• **Work request**
Once you find the line containing "If you could tag each instance of the bird in", please retype it and every line after it to the end of the entries, exactly and with nothing added.
▽
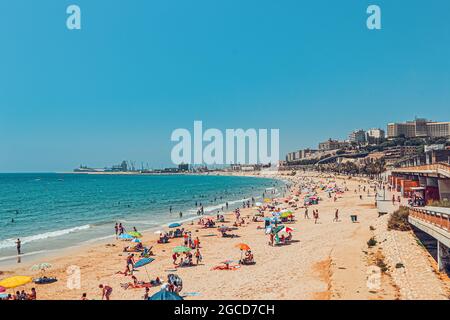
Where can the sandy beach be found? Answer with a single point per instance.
(325, 260)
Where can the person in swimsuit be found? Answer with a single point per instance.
(106, 291)
(18, 246)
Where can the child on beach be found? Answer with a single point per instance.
(106, 291)
(336, 216)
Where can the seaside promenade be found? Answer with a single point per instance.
(326, 260)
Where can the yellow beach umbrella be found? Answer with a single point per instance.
(16, 281)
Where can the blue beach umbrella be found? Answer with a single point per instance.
(165, 295)
(174, 225)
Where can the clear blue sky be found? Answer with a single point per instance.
(139, 69)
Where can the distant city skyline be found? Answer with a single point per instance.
(117, 88)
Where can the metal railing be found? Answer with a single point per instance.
(441, 168)
(439, 219)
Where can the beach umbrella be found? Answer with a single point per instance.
(16, 281)
(125, 236)
(174, 225)
(287, 229)
(165, 295)
(142, 263)
(181, 249)
(135, 234)
(243, 246)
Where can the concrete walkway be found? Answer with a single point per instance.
(412, 268)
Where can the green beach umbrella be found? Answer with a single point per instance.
(181, 249)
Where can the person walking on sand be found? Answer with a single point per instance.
(198, 256)
(316, 216)
(106, 291)
(336, 216)
(271, 238)
(18, 246)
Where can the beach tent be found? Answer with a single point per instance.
(174, 225)
(165, 295)
(16, 281)
(142, 263)
(181, 249)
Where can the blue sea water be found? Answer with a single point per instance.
(53, 211)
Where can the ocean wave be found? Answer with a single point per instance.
(8, 243)
(23, 255)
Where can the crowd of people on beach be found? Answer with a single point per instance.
(276, 214)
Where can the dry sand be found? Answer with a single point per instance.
(328, 260)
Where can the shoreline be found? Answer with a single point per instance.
(10, 262)
(328, 260)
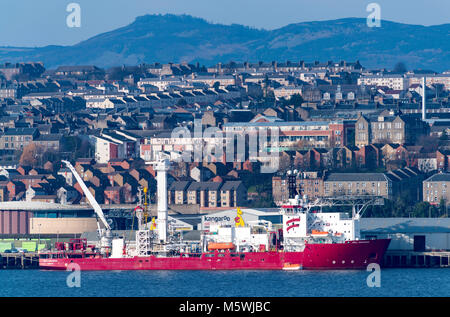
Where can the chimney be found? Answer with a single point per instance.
(424, 115)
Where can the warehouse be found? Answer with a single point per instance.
(409, 234)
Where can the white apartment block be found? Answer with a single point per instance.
(395, 82)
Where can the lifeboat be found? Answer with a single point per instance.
(291, 267)
(220, 246)
(319, 233)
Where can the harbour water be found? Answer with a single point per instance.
(393, 283)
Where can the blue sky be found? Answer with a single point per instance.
(43, 22)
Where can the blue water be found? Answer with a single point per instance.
(394, 282)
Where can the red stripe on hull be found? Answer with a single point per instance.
(349, 255)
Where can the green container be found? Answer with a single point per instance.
(5, 246)
(41, 246)
(30, 246)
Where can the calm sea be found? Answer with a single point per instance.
(394, 282)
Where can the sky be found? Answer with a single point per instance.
(30, 23)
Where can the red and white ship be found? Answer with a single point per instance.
(307, 239)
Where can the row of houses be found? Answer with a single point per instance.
(388, 185)
(208, 194)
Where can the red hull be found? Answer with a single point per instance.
(349, 255)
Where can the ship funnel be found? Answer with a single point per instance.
(162, 167)
(424, 98)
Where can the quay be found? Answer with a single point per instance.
(28, 260)
(409, 259)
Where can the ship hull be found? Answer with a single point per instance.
(349, 255)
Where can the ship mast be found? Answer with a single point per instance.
(104, 235)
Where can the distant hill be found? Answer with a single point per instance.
(176, 38)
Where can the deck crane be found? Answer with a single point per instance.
(105, 234)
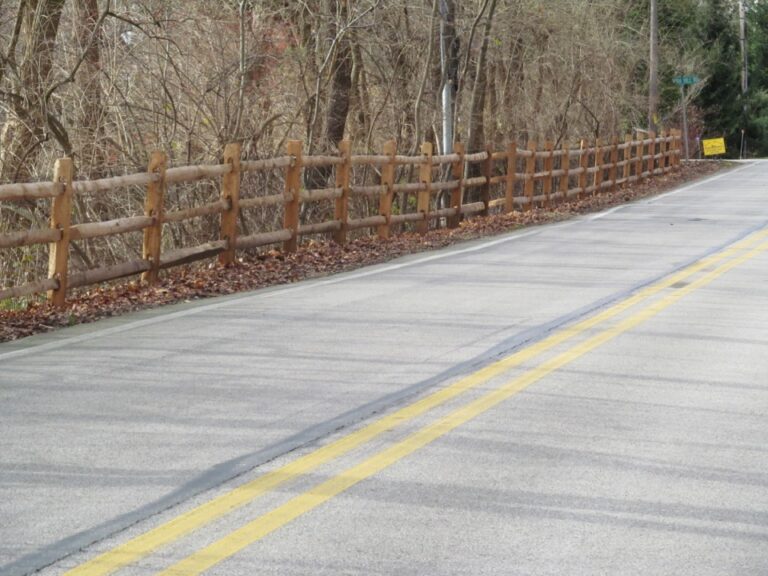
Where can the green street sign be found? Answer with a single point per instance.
(685, 80)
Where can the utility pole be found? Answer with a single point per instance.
(744, 75)
(449, 67)
(653, 84)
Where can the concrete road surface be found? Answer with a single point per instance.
(585, 398)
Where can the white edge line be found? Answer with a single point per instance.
(258, 293)
(699, 183)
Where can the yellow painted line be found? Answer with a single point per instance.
(257, 529)
(182, 525)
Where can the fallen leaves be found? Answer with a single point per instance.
(313, 259)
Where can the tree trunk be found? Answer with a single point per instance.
(25, 127)
(340, 92)
(476, 139)
(90, 150)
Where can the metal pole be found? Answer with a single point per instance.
(685, 122)
(653, 81)
(744, 74)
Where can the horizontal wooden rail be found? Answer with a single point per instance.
(106, 184)
(29, 237)
(550, 175)
(110, 227)
(30, 191)
(198, 211)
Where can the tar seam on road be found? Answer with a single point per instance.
(182, 525)
(264, 525)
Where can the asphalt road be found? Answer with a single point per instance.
(585, 398)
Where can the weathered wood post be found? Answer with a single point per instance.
(293, 195)
(388, 180)
(652, 154)
(565, 166)
(342, 181)
(549, 163)
(613, 173)
(627, 157)
(457, 194)
(485, 189)
(597, 180)
(425, 193)
(154, 208)
(584, 166)
(676, 148)
(530, 171)
(509, 190)
(61, 219)
(664, 152)
(230, 193)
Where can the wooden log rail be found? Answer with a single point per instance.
(516, 178)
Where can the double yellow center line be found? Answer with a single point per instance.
(141, 546)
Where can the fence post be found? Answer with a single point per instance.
(154, 208)
(676, 142)
(485, 190)
(293, 195)
(530, 170)
(584, 166)
(425, 195)
(627, 157)
(639, 158)
(565, 166)
(613, 170)
(509, 191)
(664, 152)
(457, 194)
(549, 163)
(597, 181)
(388, 180)
(342, 181)
(652, 154)
(230, 193)
(61, 219)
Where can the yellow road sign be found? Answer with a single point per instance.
(713, 146)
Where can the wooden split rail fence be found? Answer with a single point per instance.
(548, 176)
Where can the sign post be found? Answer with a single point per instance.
(684, 81)
(714, 146)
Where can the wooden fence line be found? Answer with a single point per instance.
(592, 170)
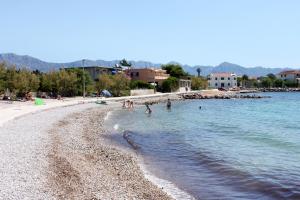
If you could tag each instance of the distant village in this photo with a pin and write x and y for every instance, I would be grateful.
(124, 80)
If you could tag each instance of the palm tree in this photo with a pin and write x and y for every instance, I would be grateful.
(198, 71)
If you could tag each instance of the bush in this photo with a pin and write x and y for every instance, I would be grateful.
(198, 83)
(170, 85)
(137, 84)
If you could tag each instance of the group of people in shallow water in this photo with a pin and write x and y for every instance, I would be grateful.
(129, 105)
(148, 109)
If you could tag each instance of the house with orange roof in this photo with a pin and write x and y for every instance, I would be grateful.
(222, 80)
(290, 75)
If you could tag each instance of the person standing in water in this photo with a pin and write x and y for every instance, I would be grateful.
(169, 104)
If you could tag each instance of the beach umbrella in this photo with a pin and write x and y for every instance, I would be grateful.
(38, 102)
(106, 93)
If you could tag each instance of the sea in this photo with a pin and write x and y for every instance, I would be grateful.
(220, 148)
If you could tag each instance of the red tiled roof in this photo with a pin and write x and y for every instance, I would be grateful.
(222, 74)
(290, 72)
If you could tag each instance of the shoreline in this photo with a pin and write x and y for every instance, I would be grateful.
(45, 141)
(71, 158)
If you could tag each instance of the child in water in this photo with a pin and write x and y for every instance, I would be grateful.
(148, 110)
(169, 104)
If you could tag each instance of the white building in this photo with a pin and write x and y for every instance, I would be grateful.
(222, 80)
(290, 75)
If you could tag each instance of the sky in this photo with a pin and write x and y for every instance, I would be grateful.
(194, 32)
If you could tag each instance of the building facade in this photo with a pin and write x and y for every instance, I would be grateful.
(148, 75)
(290, 75)
(96, 71)
(222, 80)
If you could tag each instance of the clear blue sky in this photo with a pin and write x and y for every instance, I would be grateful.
(207, 32)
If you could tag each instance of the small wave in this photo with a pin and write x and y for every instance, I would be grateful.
(130, 141)
(107, 115)
(170, 188)
(116, 126)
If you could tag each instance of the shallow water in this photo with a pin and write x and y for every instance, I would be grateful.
(229, 149)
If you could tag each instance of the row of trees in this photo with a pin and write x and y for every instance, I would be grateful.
(67, 83)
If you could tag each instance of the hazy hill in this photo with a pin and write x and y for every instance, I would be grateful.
(34, 63)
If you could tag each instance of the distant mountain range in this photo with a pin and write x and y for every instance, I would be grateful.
(34, 63)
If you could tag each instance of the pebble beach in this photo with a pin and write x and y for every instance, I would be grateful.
(64, 153)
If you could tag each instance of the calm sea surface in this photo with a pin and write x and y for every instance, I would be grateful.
(229, 149)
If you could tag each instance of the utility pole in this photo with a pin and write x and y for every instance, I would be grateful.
(83, 78)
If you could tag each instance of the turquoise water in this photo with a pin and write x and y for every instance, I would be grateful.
(229, 149)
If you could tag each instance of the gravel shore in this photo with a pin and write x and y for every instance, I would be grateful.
(64, 153)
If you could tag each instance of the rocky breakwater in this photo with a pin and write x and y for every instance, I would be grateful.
(221, 96)
(279, 89)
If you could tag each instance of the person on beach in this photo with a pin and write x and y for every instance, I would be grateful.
(131, 104)
(148, 110)
(169, 104)
(124, 104)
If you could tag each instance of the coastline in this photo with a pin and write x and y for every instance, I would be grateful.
(68, 140)
(71, 158)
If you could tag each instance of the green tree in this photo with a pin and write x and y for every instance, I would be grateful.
(105, 82)
(170, 85)
(2, 78)
(67, 83)
(125, 63)
(278, 83)
(271, 76)
(26, 81)
(175, 70)
(199, 71)
(120, 84)
(198, 83)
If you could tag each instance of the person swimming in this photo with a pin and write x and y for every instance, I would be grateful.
(169, 104)
(148, 110)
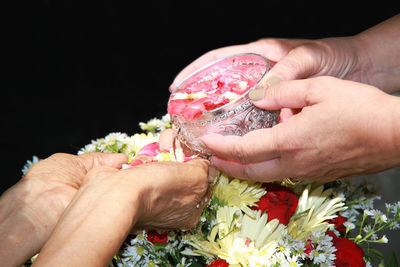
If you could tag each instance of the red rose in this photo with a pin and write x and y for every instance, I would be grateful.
(348, 253)
(338, 222)
(331, 234)
(280, 202)
(218, 263)
(156, 238)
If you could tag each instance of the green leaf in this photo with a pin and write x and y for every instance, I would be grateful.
(376, 253)
(392, 261)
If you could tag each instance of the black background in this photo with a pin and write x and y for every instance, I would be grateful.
(78, 70)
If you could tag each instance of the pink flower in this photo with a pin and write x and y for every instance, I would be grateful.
(150, 150)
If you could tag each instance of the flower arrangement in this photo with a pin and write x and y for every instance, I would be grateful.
(248, 223)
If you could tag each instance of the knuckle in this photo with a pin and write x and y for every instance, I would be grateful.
(239, 152)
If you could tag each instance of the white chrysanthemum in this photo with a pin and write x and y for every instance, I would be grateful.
(241, 239)
(241, 194)
(137, 141)
(156, 125)
(313, 209)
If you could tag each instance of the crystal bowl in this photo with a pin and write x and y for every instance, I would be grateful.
(237, 117)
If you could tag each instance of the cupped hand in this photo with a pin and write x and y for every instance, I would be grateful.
(30, 209)
(157, 195)
(344, 128)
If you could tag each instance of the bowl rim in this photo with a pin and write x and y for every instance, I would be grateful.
(268, 65)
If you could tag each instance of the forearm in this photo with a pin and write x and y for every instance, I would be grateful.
(26, 221)
(379, 55)
(92, 229)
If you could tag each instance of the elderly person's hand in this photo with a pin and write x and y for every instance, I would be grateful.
(30, 209)
(344, 128)
(158, 195)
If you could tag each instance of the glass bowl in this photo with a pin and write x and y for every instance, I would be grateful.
(237, 117)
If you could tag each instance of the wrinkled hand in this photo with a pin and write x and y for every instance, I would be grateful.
(157, 195)
(344, 128)
(30, 209)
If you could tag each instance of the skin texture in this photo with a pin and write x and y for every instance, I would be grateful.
(85, 206)
(327, 140)
(156, 195)
(337, 119)
(30, 209)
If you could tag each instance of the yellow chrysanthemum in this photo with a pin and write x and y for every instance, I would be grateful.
(241, 194)
(241, 239)
(314, 208)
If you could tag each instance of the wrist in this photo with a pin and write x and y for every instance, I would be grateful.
(25, 224)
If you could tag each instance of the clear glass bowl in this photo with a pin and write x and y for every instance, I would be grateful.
(237, 117)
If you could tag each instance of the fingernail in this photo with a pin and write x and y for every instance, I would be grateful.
(212, 173)
(259, 92)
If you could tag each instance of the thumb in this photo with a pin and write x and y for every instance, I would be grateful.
(301, 62)
(295, 94)
(95, 159)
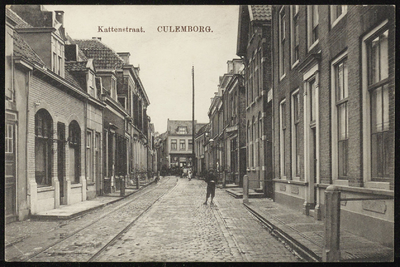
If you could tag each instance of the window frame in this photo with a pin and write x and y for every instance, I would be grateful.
(294, 35)
(338, 100)
(46, 142)
(367, 89)
(335, 19)
(190, 144)
(295, 136)
(282, 137)
(310, 26)
(89, 156)
(174, 144)
(281, 43)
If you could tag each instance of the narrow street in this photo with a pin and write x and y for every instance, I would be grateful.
(165, 222)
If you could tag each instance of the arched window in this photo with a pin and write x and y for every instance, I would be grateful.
(43, 147)
(253, 139)
(248, 144)
(260, 133)
(74, 151)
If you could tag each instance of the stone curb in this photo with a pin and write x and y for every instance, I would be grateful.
(302, 250)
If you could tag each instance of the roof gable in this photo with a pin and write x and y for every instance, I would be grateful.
(104, 57)
(248, 14)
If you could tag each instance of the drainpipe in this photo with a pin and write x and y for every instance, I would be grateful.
(273, 117)
(85, 135)
(26, 141)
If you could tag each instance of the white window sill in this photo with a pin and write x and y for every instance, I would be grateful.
(313, 45)
(295, 64)
(377, 185)
(338, 19)
(45, 189)
(341, 182)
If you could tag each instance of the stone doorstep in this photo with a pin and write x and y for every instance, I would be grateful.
(238, 193)
(78, 209)
(302, 244)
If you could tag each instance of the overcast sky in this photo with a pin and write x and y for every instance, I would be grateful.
(165, 59)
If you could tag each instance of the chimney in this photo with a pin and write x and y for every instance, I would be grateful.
(60, 17)
(230, 66)
(71, 52)
(237, 66)
(125, 57)
(137, 69)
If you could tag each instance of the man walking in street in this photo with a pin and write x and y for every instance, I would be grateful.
(211, 181)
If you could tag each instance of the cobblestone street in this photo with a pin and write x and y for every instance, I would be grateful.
(165, 222)
(179, 227)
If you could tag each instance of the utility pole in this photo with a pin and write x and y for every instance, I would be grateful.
(193, 126)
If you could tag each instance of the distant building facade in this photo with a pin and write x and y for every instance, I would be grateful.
(254, 45)
(334, 112)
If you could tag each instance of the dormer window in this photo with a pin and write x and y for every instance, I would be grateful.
(182, 130)
(91, 84)
(57, 62)
(113, 89)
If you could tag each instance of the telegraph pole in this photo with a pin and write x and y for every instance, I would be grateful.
(193, 126)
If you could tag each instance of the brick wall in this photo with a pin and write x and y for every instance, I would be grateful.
(62, 108)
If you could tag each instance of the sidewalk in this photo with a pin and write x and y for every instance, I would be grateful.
(66, 212)
(306, 235)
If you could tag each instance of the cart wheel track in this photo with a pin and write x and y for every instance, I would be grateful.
(90, 224)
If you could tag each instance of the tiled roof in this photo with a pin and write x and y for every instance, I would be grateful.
(22, 49)
(75, 65)
(81, 55)
(172, 126)
(71, 79)
(104, 57)
(20, 23)
(203, 128)
(199, 126)
(261, 12)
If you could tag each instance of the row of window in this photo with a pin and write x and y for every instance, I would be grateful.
(58, 59)
(44, 148)
(92, 155)
(182, 144)
(254, 76)
(254, 133)
(378, 141)
(336, 13)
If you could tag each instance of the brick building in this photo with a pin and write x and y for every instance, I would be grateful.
(254, 46)
(179, 144)
(126, 130)
(200, 149)
(234, 123)
(75, 126)
(333, 82)
(51, 171)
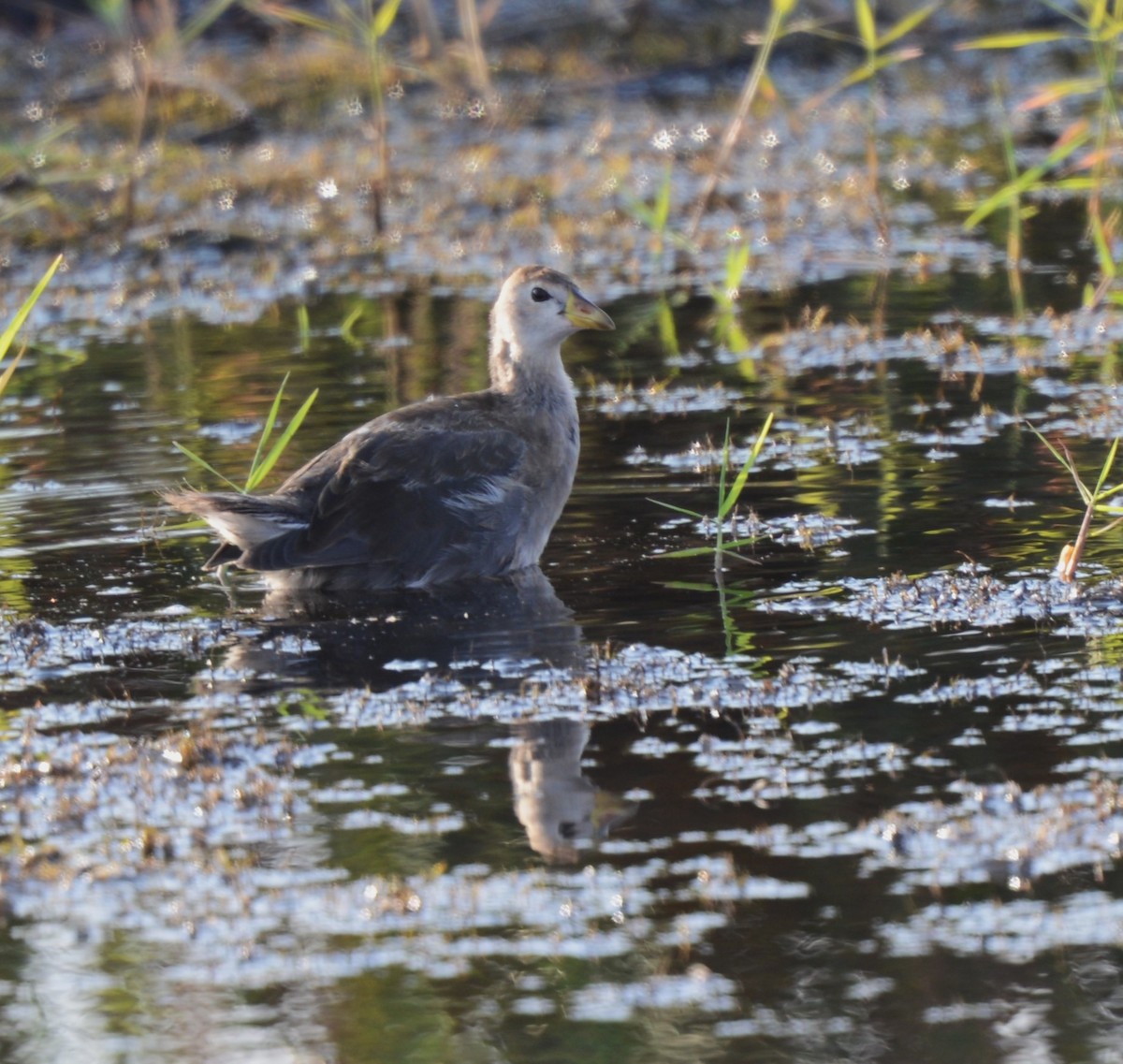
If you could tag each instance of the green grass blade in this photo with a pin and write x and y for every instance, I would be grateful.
(868, 69)
(203, 465)
(263, 471)
(267, 432)
(735, 493)
(661, 210)
(678, 510)
(1014, 189)
(1106, 468)
(385, 18)
(28, 305)
(1066, 463)
(689, 552)
(1020, 39)
(868, 28)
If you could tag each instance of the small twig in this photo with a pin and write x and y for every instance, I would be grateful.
(780, 10)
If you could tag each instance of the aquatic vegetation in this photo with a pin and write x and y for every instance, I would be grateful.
(779, 13)
(1095, 500)
(17, 322)
(369, 27)
(263, 461)
(1098, 26)
(727, 503)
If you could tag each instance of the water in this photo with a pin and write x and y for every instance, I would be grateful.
(859, 801)
(856, 800)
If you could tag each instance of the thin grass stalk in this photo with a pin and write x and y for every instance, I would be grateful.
(17, 322)
(780, 11)
(477, 62)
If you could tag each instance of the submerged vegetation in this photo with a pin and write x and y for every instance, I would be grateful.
(10, 331)
(870, 801)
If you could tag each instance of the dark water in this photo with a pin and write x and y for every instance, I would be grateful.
(860, 801)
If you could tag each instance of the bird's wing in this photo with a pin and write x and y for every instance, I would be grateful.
(403, 494)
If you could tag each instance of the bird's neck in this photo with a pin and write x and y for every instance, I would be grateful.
(517, 372)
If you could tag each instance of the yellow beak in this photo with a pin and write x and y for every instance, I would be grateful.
(584, 314)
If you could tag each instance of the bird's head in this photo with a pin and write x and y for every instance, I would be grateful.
(536, 310)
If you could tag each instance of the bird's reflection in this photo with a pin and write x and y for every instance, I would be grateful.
(320, 639)
(561, 809)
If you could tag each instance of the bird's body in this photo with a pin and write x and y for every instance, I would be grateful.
(452, 488)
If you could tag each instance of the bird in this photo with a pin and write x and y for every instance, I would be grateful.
(452, 488)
△
• **Answer to this problem**
If you could tag each instance of the bird in this photo with a pin and write x and y for every instance, I would be grateful.
(452, 488)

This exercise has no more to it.